(Beginning of SUPPLIED MATERIAL)

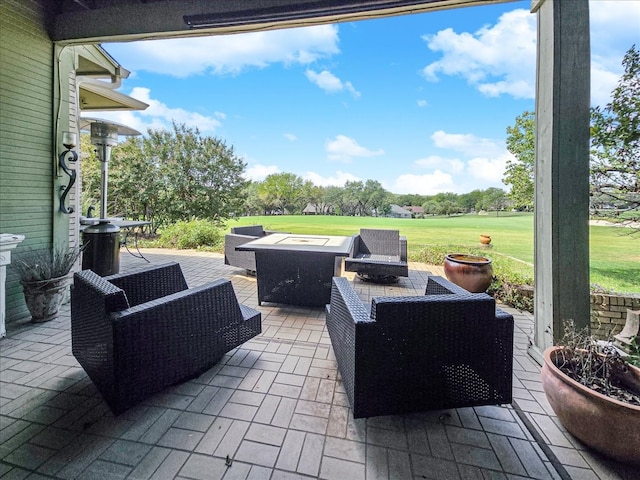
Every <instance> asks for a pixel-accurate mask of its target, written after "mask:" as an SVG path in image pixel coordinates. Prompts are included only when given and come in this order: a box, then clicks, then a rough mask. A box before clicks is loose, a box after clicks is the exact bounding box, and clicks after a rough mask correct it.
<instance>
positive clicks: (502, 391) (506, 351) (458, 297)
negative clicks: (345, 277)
mask: <svg viewBox="0 0 640 480" xmlns="http://www.w3.org/2000/svg"><path fill="white" fill-rule="evenodd" d="M326 316H327V329H328V331H329V336H330V337H331V344H332V346H333V350H334V353H335V356H336V360H337V362H338V369H339V371H340V375H341V377H342V381H343V382H344V388H345V390H346V393H347V397H348V398H349V402H350V403H351V407H352V410H353V416H354V418H360V417H373V416H377V415H392V414H402V413H410V412H419V411H424V410H434V409H446V408H457V407H469V406H475V405H491V404H505V403H511V398H512V397H511V395H512V392H511V389H512V378H511V376H512V370H513V316H511V315H510V314H508V313H506V312H504V311H502V310H500V309H497V308H496V305H495V301H494V299H493V298H492V297H490V296H488V295H486V294H484V293H477V294H476V293H474V294H472V293H469V292H467V291H466V290H463V289H462V288H460V287H457V286H456V285H454V284H452V283H450V282H449V281H448V280H446V279H444V278H442V277H430V278H429V279H428V284H427V289H426V294H425V295H423V296H411V297H375V298H373V299H372V302H371V311H369V310H368V308H367V306H366V305H365V304H363V303H362V301H361V300H360V299H359V298H358V296H357V294H356V293H355V291H354V289H353V287H352V286H351V284H350V283H349V281H348V280H347V279H346V278H339V277H334V278H333V284H332V291H331V303H330V304H329V305H327V307H326Z"/></svg>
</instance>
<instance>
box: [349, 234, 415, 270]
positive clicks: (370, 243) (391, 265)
mask: <svg viewBox="0 0 640 480" xmlns="http://www.w3.org/2000/svg"><path fill="white" fill-rule="evenodd" d="M345 270H346V271H347V272H356V273H357V274H358V276H359V277H360V278H362V279H363V280H372V281H376V282H391V281H394V280H396V279H397V278H398V277H408V276H409V265H408V263H407V238H406V237H401V236H400V232H399V231H398V230H380V229H367V228H362V229H360V234H358V235H355V239H354V252H353V256H352V257H350V258H347V259H345Z"/></svg>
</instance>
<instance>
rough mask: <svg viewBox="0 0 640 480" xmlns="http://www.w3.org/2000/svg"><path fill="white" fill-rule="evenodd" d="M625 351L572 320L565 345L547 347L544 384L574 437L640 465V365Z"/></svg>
mask: <svg viewBox="0 0 640 480" xmlns="http://www.w3.org/2000/svg"><path fill="white" fill-rule="evenodd" d="M623 353H624V352H621V351H620V350H618V349H617V348H615V347H614V346H613V345H612V344H611V343H609V342H598V341H597V340H596V339H595V338H594V337H592V336H591V335H589V334H588V332H587V331H582V332H579V331H578V332H577V331H576V329H575V326H574V323H573V322H567V323H566V325H565V335H564V338H563V341H562V342H561V344H559V345H557V346H554V347H550V348H548V349H546V350H545V352H544V361H545V363H544V365H543V367H542V374H541V376H542V387H543V389H544V392H545V394H546V396H547V399H548V400H549V404H550V405H551V408H552V409H553V411H554V412H555V414H556V415H557V416H558V419H559V420H560V423H562V425H563V426H564V427H565V428H566V429H567V431H568V432H569V433H571V434H572V435H573V436H574V437H576V438H578V439H579V440H580V441H581V442H582V443H584V444H585V445H587V446H588V447H591V448H592V449H594V450H596V451H598V452H600V453H602V454H603V455H605V456H607V457H610V458H614V459H616V460H619V461H623V462H629V463H634V464H640V369H639V368H637V367H634V366H632V365H630V363H629V362H628V361H627V360H626V357H625V356H623Z"/></svg>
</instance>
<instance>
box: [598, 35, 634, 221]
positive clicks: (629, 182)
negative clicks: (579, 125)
mask: <svg viewBox="0 0 640 480" xmlns="http://www.w3.org/2000/svg"><path fill="white" fill-rule="evenodd" d="M622 65H623V67H624V73H623V74H622V76H621V77H620V80H619V81H618V84H617V86H616V87H615V89H614V90H613V92H612V94H611V102H609V103H608V104H607V105H606V106H605V107H604V108H600V107H596V108H593V109H592V110H591V188H592V193H593V195H594V198H600V199H602V198H607V197H608V198H609V199H610V202H611V203H614V204H616V205H617V206H618V207H619V208H620V209H622V210H627V211H629V212H632V216H631V217H627V218H628V219H631V220H636V221H637V220H638V219H639V210H640V52H639V51H638V50H637V49H636V48H635V45H634V46H632V47H631V48H630V49H629V50H628V51H627V53H626V54H625V56H624V59H623V60H622Z"/></svg>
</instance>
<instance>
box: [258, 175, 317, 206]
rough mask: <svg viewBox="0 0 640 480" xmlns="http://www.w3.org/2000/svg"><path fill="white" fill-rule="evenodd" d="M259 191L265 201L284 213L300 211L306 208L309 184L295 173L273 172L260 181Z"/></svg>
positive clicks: (258, 189)
mask: <svg viewBox="0 0 640 480" xmlns="http://www.w3.org/2000/svg"><path fill="white" fill-rule="evenodd" d="M258 192H259V195H260V197H261V198H263V199H264V201H265V203H267V204H269V205H273V206H274V209H275V210H277V211H279V212H280V213H281V214H283V215H284V214H286V213H287V212H288V213H294V212H296V213H299V212H300V211H301V210H302V209H303V208H304V205H305V204H306V199H307V196H308V186H305V181H304V180H303V179H302V177H300V176H298V175H295V174H293V173H272V174H271V175H269V176H267V178H265V179H264V180H263V181H262V183H260V185H259V187H258Z"/></svg>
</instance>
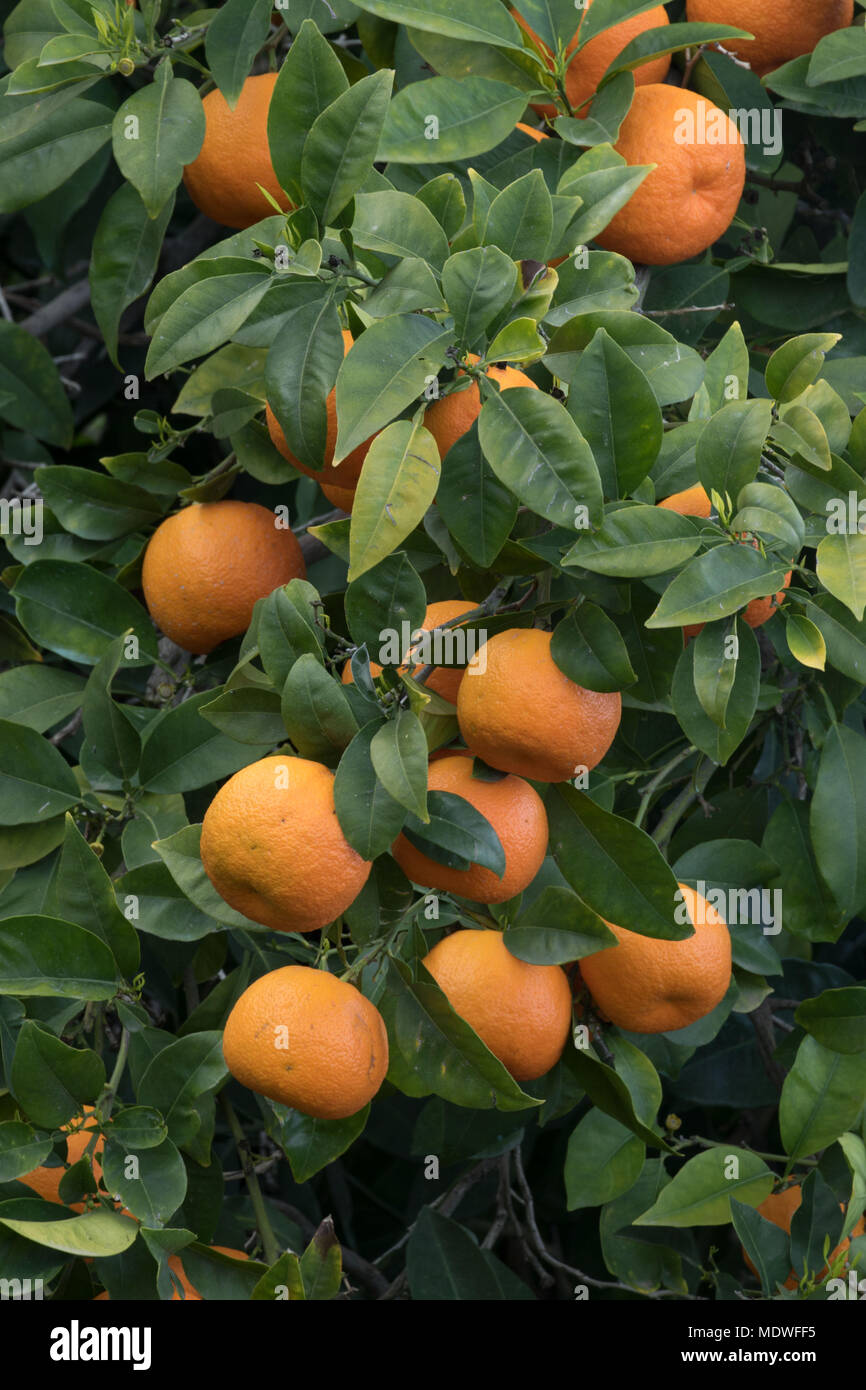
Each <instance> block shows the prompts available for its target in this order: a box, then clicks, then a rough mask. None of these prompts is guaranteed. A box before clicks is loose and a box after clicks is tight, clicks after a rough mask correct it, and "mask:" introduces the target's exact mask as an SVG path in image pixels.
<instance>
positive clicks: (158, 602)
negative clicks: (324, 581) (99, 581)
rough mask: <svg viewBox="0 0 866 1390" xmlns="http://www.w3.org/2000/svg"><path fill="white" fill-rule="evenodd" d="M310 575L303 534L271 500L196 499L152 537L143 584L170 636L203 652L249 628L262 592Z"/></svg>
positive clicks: (154, 612) (161, 629)
mask: <svg viewBox="0 0 866 1390" xmlns="http://www.w3.org/2000/svg"><path fill="white" fill-rule="evenodd" d="M304 574H306V566H304V560H303V553H302V549H300V546H299V543H297V539H296V537H295V535H293V532H292V531H289V530H288V528H282V527H278V525H277V518H275V516H274V513H272V512H268V509H267V507H260V506H259V503H257V502H234V500H227V502H193V503H192V506H188V507H183V509H182V510H181V512H175V513H174V516H170V517H167V518H165V520H164V521H160V524H158V527H157V528H156V531H154V532H153V535H152V537H150V542H149V545H147V549H146V550H145V563H143V566H142V589H143V591H145V602H146V605H147V612H149V613H150V617H152V619H153V621H154V623H156V626H157V627H158V628H160V630H161V631H163V632H164V634H165V637H170V638H171V639H172V642H177V644H178V646H182V648H183V651H186V652H196V653H203V652H213V649H214V646H218V645H220V642H225V641H228V638H229V637H239V634H240V632H245V631H246V628H247V627H249V624H250V619H252V616H253V606H254V603H256V600H257V599H261V598H264V596H265V595H267V594H270V592H271V591H272V589H277V588H279V587H281V585H282V584H288V582H289V580H303V577H304Z"/></svg>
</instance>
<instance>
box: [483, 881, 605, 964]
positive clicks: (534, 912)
mask: <svg viewBox="0 0 866 1390" xmlns="http://www.w3.org/2000/svg"><path fill="white" fill-rule="evenodd" d="M503 940H505V944H506V947H507V948H509V951H510V952H512V955H516V956H517V959H518V960H527V962H528V963H530V965H569V963H570V962H571V960H578V959H580V958H581V956H585V955H592V954H594V952H595V951H603V949H605V948H606V947H612V945H614V942H616V937H614V935H613V933H612V931H610V930H609V927H606V926H605V923H603V922H602V919H601V917H599V916H596V913H595V912H592V909H591V908H588V906H587V903H585V902H581V899H580V898H578V897H577V894H574V892H571V890H570V888H560V887H559V885H550V887H546V888H542V891H541V894H539V895H538V898H535V899H534V901H532V902H531V903H530V905H528V906H525V908H521V910H520V912H518V915H517V917H516V919H514V924H513V926H509V927H506V931H505V937H503Z"/></svg>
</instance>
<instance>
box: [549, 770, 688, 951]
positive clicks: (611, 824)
mask: <svg viewBox="0 0 866 1390" xmlns="http://www.w3.org/2000/svg"><path fill="white" fill-rule="evenodd" d="M546 805H548V820H549V823H550V852H552V853H553V858H555V859H556V863H557V866H559V869H560V873H562V874H563V877H564V878H566V881H567V883H569V884H570V885H571V887H573V888H574V891H575V892H577V894H578V897H580V898H582V901H584V902H587V903H588V905H589V906H591V908H592V910H594V912H596V913H598V915H599V917H602V920H605V922H614V923H616V924H617V926H619V927H626V929H627V930H628V931H637V933H639V934H641V935H644V937H655V938H659V940H663V941H683V940H684V938H685V937H688V935H691V931H689V930H688V929H687V927H685V926H680V924H678V923H677V922H676V920H674V910H676V894H677V880H676V877H674V874H673V873H671V870H670V869H669V866H667V865H666V862H664V859H663V858H662V853H660V851H659V849H657V847H656V845H655V844H653V841H652V840H651V838H649V835H648V834H646V833H645V831H644V830H639V828H638V827H637V826H634V824H632V823H631V821H630V820H624V819H623V817H620V816H614V815H613V813H612V812H609V810H603V809H602V808H601V806H598V805H596V803H595V802H594V801H591V799H589V796H587V794H585V792H578V791H575V790H574V787H570V785H569V784H567V783H563V784H560V785H556V787H552V788H550V795H549V799H548V803H546Z"/></svg>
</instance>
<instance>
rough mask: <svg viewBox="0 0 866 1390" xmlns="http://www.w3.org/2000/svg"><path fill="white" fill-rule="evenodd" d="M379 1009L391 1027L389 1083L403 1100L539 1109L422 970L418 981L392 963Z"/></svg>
mask: <svg viewBox="0 0 866 1390" xmlns="http://www.w3.org/2000/svg"><path fill="white" fill-rule="evenodd" d="M378 1008H379V1012H381V1015H382V1017H384V1019H385V1024H386V1027H388V1042H389V1049H391V1063H389V1068H388V1080H389V1081H391V1083H392V1084H393V1086H396V1087H398V1090H399V1091H403V1094H405V1095H441V1097H442V1099H446V1101H450V1102H452V1104H453V1105H464V1106H470V1108H473V1109H480V1111H488V1109H493V1108H496V1109H499V1111H523V1109H528V1108H530V1106H535V1105H538V1104H539V1102H538V1101H537V1099H535V1098H534V1097H531V1095H527V1094H525V1093H524V1091H521V1088H520V1087H518V1086H517V1081H514V1080H513V1077H512V1076H510V1073H509V1072H507V1070H506V1069H505V1066H503V1065H502V1062H499V1061H498V1058H495V1056H493V1054H492V1052H491V1051H489V1048H487V1047H485V1044H484V1042H482V1041H481V1038H480V1037H478V1036H477V1034H475V1033H474V1031H473V1029H470V1026H468V1023H464V1022H463V1019H461V1017H460V1015H459V1013H456V1012H455V1009H452V1006H450V1004H449V1002H448V999H446V997H445V994H443V992H442V990H441V988H439V986H438V984H435V981H434V980H432V977H431V976H430V974H428V973H427V970H425V969H424V967H423V966H420V979H418V980H417V981H414V980H413V979H411V973H410V970H409V966H406V965H405V963H403V962H402V960H395V959H393V958H392V959H389V962H388V988H386V992H385V994H384V995H382V998H381V999H379V1002H378Z"/></svg>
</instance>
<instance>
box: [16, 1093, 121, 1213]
mask: <svg viewBox="0 0 866 1390" xmlns="http://www.w3.org/2000/svg"><path fill="white" fill-rule="evenodd" d="M82 1108H83V1112H85V1115H86V1116H88V1119H89V1118H90V1115H93V1106H92V1105H85V1106H82ZM72 1123H78V1122H76V1120H70V1125H72ZM70 1125H63V1126H61V1129H63V1131H64V1134H67V1163H68V1165H70V1166H72V1163H76V1162H78V1161H79V1158H83V1155H85V1152H86V1148H88V1144H89V1143H90V1140H92V1138H93V1130H92V1129H76V1130H75V1133H70ZM104 1147H106V1141H104V1138H103V1136H101V1134H100V1136H99V1138H97V1140H96V1144H95V1145H93V1148H92V1150H90V1166H92V1168H93V1176H95V1179H96V1181H97V1183H99V1180H100V1177H101V1173H103V1169H101V1163H100V1162H99V1155H100V1154H101V1151H103V1148H104ZM64 1173H65V1168H46V1165H44V1163H40V1165H39V1168H35V1169H33V1170H32V1172H31V1173H25V1175H24V1176H22V1177H19V1179H18V1181H19V1183H25V1184H26V1186H28V1187H32V1188H33V1191H35V1193H38V1194H39V1197H44V1200H46V1201H47V1202H60V1201H61V1197H60V1179H61V1177H63V1175H64ZM70 1207H71V1209H72V1211H75V1212H83V1209H85V1204H83V1202H71V1204H70Z"/></svg>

(End of SUPPLIED MATERIAL)

WORK INSTRUCTIONS:
Take the lines from the beginning of the lines through the line with "negative clicks: (345, 277)" and write them out again with "positive clicks" changed to "foreground clicks" and nothing else altered. Leave the pictures out.

ANSWER:
Every <instance> asks for a pixel-accurate mask of its target, written after "mask:" as an SVG path in image pixel coordinates. Prompts are included only when given and come in this order: a box, then clicks, then a rough mask. A box before clicks is loose, a box after clicks is the exact bounding box, and clicks after a rough mask correct it.
<instance>
foreground clicks: (502, 391) (506, 351) (458, 297)
negative clicks: (345, 277)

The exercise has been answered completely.